TASK INSTRUCTIONS:
[A] In the forum thread about Frank's journey, rewrite the passage starting with "I may have missed" and going on through "the bus. !!!", changing "Hove" to "Brighton".
[B] Continue the forum thread about Frank's journey from its last post.

GIVEN TEXT:
------------------------------------------------------------------------

My tutor group gave me a lovely copy of that when I retired. It becomes more true every day ( except the spitting....)

Nearly there Frank. Are you coming home by train ?

G


----------



## aldra

I am practising the spitting bit

already a past master at all the rest (substitute wine for Brandy)

No surprises for my kids when i get Old(er) :lol: :lol: :lol:

Aldra


----------



## locovan

G I think Frank is considering Flying home :wink: 
I also think he will stand up all the way :lol: :lol: :lol:


----------



## locovan

Frank says -- Train plane anything...
.... anything that is except a BUS --me thinks he has had enough of the bone shakers :lol: :lol: :lol:


----------



## Coulstock

I may have missed the Richmond to Durham leg ( we've been out this afternoon sitting on the beach (ie shingle) at Hove ) but I've currently got Frank on an X2 bus to Newcastle from Durham

Harry


----------



## Coulstock

Heavy rain/flooding in the NE - Frank reports the driver opening the bus doors to let 2" of flood water out of the bus. !!!

------------------------------------------------------------------------

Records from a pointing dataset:
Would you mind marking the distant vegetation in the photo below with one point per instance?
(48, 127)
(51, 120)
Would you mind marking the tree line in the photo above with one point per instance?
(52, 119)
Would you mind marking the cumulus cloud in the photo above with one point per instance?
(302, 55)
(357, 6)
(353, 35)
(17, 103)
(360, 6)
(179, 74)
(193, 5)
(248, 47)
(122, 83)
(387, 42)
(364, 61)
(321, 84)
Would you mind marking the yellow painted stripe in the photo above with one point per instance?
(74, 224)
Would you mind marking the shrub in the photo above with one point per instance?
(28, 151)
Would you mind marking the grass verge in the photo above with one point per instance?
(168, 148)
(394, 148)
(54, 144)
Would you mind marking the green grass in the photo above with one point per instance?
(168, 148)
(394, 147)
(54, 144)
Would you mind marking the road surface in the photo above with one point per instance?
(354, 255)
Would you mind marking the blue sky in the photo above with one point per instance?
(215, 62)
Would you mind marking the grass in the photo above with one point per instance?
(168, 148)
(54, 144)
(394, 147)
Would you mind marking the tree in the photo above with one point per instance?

------------------------------------------------------------------------

ANSWERS PROVIDED:
[A]
I may have missed the Richmond to Durham leg ( we've been out this afternoon sitting on the beach (ie shingle) at Brighton ) but I've currently got Frank on an X2 bus to Newcastle from Durham

Harry


----------



## Coulstock

Heavy rain/flooding in the NE - Frank reports the driver opening the bus doors to let 2" of flood water out of the bus. !!!

[B]
Harry


----------



## aldra

Good, he is earning his charity money then :lol: :lol: :lol:

Frank just ignore me

no change there then :lol: :lol: :lol:

Sandra


----------



## locovan

Running a bath in my hotel room. Newcastle is a disaster area the car in the photo is on the pavement #bus65 http://t.co/Ya81uN7I

Frank is naked in Newcastle


----------



## Coulstock

locovan said:


> Frank is naked in Newcastle


Eeeeek !

Harry


----------



## locovan

Coulstock said:


> locovan said:
> 
> 
> 
> Frank is naked in Newcastle
> 
> 
> 
> Eeeeek !
> 
> Harry
Click to expand...

Exactly :lol: :lol: :lol: :lol: :lol:


----------



## sallytrafic

locovan said:


> Coulstock said:
> 
> 
> 
> 
> 
> locovan said:
> 
> 
> 
> Frank is naked in Newcastle
> 
> 
> 
> Eeeeek !
> 
> Harry
> 
> Click to expand...
> 
> Exactly :lol: :lol: :lol: :lol: :lol:
Click to expand...

It could be worse... I could be his lordship the archbishop


----------



## aldra

Post a picture of you naked frank

and let the punters decide between you and the archbishop :lol: :lol: :lol:

Sandra


----------



## DTPCHEMICALS

Maybe we could organise a pass the Frank home. must be plenty of mhers travelling south later in teh week.
I could do Sheffield south for a starter, any other takers.

Dave p


----------



## barryd

Aldra!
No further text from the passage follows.